-- start of Entries --

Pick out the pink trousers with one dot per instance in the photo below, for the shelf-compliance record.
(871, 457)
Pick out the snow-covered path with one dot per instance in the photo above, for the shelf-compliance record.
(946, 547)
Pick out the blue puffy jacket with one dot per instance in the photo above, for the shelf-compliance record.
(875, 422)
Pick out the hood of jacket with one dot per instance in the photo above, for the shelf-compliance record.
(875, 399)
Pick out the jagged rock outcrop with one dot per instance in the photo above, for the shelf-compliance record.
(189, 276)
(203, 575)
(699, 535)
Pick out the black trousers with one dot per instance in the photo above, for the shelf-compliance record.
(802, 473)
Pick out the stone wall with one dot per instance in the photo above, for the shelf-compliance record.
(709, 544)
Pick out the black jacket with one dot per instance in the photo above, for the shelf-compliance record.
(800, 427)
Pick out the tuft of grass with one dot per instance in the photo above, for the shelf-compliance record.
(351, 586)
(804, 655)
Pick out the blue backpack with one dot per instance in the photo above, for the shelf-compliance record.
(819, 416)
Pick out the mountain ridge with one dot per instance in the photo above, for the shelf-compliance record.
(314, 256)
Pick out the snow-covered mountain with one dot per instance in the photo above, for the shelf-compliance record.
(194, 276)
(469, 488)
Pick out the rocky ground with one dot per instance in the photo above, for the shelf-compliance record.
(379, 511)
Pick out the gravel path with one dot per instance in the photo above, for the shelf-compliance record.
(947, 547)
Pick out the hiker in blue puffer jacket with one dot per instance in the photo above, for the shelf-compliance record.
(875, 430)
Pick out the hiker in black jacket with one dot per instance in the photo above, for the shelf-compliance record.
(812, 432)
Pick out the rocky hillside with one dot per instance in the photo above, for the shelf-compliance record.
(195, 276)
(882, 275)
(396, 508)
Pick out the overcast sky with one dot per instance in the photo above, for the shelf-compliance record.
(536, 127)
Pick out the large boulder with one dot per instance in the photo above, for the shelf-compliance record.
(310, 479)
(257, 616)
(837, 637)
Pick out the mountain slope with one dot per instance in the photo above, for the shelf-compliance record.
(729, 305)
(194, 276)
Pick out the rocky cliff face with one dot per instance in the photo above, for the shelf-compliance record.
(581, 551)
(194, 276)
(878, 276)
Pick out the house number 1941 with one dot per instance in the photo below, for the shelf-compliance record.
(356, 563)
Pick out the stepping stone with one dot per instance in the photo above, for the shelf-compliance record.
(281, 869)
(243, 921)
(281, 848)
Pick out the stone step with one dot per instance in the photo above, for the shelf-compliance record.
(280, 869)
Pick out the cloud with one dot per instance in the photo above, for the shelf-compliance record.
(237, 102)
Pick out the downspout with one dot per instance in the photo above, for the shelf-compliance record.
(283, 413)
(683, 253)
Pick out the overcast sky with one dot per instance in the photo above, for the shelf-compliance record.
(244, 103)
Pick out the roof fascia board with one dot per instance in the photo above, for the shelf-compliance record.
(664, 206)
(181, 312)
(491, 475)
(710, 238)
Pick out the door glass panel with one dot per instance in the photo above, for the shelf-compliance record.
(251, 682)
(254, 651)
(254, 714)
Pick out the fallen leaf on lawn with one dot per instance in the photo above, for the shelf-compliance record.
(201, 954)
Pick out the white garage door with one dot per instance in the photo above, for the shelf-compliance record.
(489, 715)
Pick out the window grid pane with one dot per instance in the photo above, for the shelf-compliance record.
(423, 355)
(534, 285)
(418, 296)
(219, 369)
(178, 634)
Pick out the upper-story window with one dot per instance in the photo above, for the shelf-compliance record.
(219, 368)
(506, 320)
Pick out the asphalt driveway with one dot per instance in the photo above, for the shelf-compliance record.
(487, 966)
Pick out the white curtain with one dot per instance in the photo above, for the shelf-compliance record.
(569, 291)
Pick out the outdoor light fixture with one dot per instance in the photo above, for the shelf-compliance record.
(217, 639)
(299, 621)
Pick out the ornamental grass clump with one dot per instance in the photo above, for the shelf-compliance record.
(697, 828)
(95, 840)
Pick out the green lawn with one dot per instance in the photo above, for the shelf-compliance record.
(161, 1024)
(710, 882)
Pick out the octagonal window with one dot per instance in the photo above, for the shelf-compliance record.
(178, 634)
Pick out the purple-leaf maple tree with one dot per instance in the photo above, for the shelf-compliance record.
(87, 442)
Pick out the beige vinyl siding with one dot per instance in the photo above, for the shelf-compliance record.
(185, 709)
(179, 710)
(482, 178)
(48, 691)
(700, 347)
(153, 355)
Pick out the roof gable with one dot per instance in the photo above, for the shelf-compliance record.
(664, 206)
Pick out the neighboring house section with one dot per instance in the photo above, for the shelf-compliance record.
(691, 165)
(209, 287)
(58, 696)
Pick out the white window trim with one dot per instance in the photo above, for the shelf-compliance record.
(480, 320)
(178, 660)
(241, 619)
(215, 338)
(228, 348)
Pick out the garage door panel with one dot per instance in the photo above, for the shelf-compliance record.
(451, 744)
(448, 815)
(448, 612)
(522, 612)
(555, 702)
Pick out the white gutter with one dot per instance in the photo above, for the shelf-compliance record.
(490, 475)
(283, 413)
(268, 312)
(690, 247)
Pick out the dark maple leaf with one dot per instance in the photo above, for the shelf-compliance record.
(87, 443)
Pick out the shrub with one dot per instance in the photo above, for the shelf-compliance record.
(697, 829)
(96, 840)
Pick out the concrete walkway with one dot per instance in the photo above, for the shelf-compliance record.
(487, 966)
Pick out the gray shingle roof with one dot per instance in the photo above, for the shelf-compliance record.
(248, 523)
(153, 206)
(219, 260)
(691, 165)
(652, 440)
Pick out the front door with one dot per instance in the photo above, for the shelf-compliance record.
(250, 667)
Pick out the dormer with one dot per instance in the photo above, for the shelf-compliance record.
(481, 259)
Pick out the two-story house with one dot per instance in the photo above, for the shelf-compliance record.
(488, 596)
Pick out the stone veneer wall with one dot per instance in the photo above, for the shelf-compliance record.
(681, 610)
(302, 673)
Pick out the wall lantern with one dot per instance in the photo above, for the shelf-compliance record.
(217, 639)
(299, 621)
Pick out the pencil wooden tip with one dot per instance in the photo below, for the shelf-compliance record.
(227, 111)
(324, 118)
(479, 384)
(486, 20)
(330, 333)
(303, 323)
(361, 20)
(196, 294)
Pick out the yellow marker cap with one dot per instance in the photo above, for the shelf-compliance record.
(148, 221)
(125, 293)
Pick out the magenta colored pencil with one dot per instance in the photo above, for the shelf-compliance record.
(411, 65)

-- end of Entries --

Reproduce all of the data above, substituting "catalog-audit" for each occurrence of "shelf-compliance" and keeping everything else identical.

**Complete output:**
Pick out the pink trousers with one dot per instance in the photo below, for the catalog-audit record.
(871, 457)
Pick out the snow-covered path with one dot per instance in the photo above, for the catalog-audit record.
(946, 547)
Pick out the blue puffy jacket with one dot per instance in the photo above, for the catalog-audit record.
(875, 422)
Pick out the hood of jacket with one dot per instance in the photo above, for the catalog-audit record.
(875, 399)
Pick out the jagged rock outcrop with one dot per instance in the photo above, for the catalog-audit record.
(189, 276)
(203, 575)
(699, 535)
Pick out the black trousers with one dot per instance in the photo above, for the catalog-audit record.
(802, 473)
Pick out the stone wall with one dot per instance in the photo above, for the catalog-audit record.
(709, 544)
Pick out the black jacket with one dot per instance in the photo above, for the catalog-audit record.
(800, 427)
Pick out the tuft of grass with one dot per instance in the photo above, for the catalog-audit record.
(351, 586)
(804, 655)
Pick out the blue backpack with one dot per instance in the photo above, for the catalog-audit record.
(819, 416)
Pick out the mountain ridge with one dot per instance in the photo above, for the catalog-audit record.
(314, 256)
Pick out the snow-covered mountain with one dot per instance in the photo above, for the catalog-audit record.
(194, 276)
(469, 488)
Pick out the rocky ground with one dot per instance in the photo above, for the catalog-audit record.
(379, 511)
Pick out the gravel path with one dot per instance in the photo above, for the catalog-audit record.
(947, 547)
Pick out the hiker in blue puffer jacket with one dot per instance in the photo above, for the catalog-audit record.
(875, 430)
Pick out the hiker in black jacket with one dot per instance in the photo above, for the catalog-audit record.
(812, 432)
Pick out the rocky hillside with one dot per instance in the photo above, for the catalog-audit record.
(195, 276)
(882, 275)
(396, 508)
Pick out the overcast sky with one dot per instance in the photo above, for the catalog-audit record.
(536, 127)
Pick out the large boulder with one dot per instance in the photo above, for the catalog-audit record.
(310, 479)
(257, 616)
(837, 637)
Pick out the mountain slope with one dot per instance in the photo above, for the catalog-audit record.
(729, 305)
(194, 276)
Pick out the rocky cliff face with one dot per instance in the photo above, for the catalog-audit record.
(581, 551)
(194, 276)
(878, 276)
Pick out the house number 1941 with one dot per instance in the photo below, for the catalog-audit record.
(356, 563)
Pick out the stepping stone with one dot per instance in the photo above, for the catalog-audit record.
(281, 869)
(243, 921)
(281, 848)
Pick out the stone step with one dot per instance in the photo above, for the catalog-audit record.
(280, 869)
Pick out the cloud with one dot per instance in the photo above, for the catalog-audit record.
(237, 102)
Pick out the downspout with one dot per instance in the photo above, for the catalog-audit record.
(283, 413)
(683, 253)
Pick out the overcast sky with one dot per instance in the photo above, for the catalog-audit record.
(244, 103)
Pick out the roof fascia board with one dot per instance in the photo above, for the catalog-audit record.
(664, 206)
(181, 312)
(491, 475)
(710, 238)
Pick out the door glass panel with one dot per instance in the photo above, for the catalog-audit record.
(251, 682)
(254, 651)
(254, 714)
Pick out the fallen leaf on lawn with one dot per instance in the photo above, for the catalog-audit record.
(201, 954)
Pick out the white garage door with one dot per instance in the photo above, for the catalog-audit record.
(489, 715)
Pick out the window grid pane with one dot per instance in the photo above, for the catalog-audit record.
(423, 355)
(534, 285)
(418, 296)
(219, 369)
(178, 634)
Pick out the upper-story window with one dot per instance in the photo above, for the catalog-audit record.
(219, 368)
(506, 320)
Pick out the asphalt driveway with one dot per instance in the photo above, for the catalog-audit record.
(487, 966)
Pick out the white curtain with one dot per instance in the photo above, for the catalog-audit record.
(569, 291)
Pick out the outdoor light fixture with one dot per instance in the photo above, for the catalog-audit record.
(217, 639)
(299, 621)
Pick out the ornamental grass clump with one dot per instance in the photo above, for the catalog-audit record.
(697, 828)
(95, 840)
Pick out the green lawn with one dot per instance in the photo above, for the catalog-audit record.
(161, 1024)
(710, 882)
Pick out the octagonal window with one dot per instance in the photo above, for the catalog-audit record.
(178, 634)
Pick out the purple-leaf maple tree with one dot per instance in the photo above, for the catalog-audit record.
(87, 442)
Pick out the beige vinyl siding with one dot per instance in the photo above, for the catalog-audit record.
(185, 709)
(179, 710)
(482, 178)
(48, 691)
(700, 347)
(153, 355)
Pick out the roof gable with one dot per instance in the photo above, for the catalog-audit record.
(664, 206)
Pick out the neighboring house section with one dot per instance in the photo above, for the catalog-audit record.
(691, 165)
(209, 287)
(58, 696)
Pick out the white window trim with one dot per instance in the photo above, for the catalog-audit record.
(480, 320)
(178, 660)
(241, 619)
(215, 338)
(228, 348)
Pick out the garage door panel with one dot per instance in the photo above, for the catalog-audit record.
(451, 744)
(448, 815)
(448, 612)
(522, 612)
(555, 702)
Pick out the white gutter with one dot per instance in the photo above, for the catalog-audit record.
(490, 475)
(283, 413)
(268, 312)
(690, 247)
Pick out the dark maple leaf with one dot per instance in the photo above, for the catalog-audit record.
(87, 443)
Pick out the shrub with one dot per instance in the photo above, for the catalog-audit record.
(697, 829)
(96, 840)
Pick out the concrete walkway with one dot per instance in the photo above, for the catalog-audit record.
(487, 966)
Pick out the gray shingle roof with one dot per instance in the photo above, for the catalog-audit record.
(248, 523)
(153, 206)
(219, 260)
(691, 165)
(652, 440)
Pick out the front door with one dot per instance in the photo above, for the catalog-audit record.
(250, 667)
Pick out the dormer with one dot per instance in the photo above, for the catalog-audit record.
(481, 259)
Pick out the two-story house with one dot per instance in the photo above, for the catalog-audit record.
(488, 596)
Pick out the stone veneer wall with one dot per instance in the photo above, for the catalog-audit record.
(681, 610)
(302, 673)
Pick out the wall lantern with one dot per instance in the photo above, for the catalog-audit record.
(217, 639)
(299, 621)
Pick out the pencil wooden tip with one dot per instance in the photo below, for the catalog-audit record.
(227, 111)
(324, 118)
(479, 384)
(486, 20)
(330, 333)
(303, 323)
(361, 20)
(196, 294)
Pick out the yellow marker cap with one dot per instance in the photo above, for the catalog-audit record.
(148, 221)
(125, 293)
Pick out the magenta colored pencil with one dot per instance in the photo above, for the catalog-audit record.
(411, 65)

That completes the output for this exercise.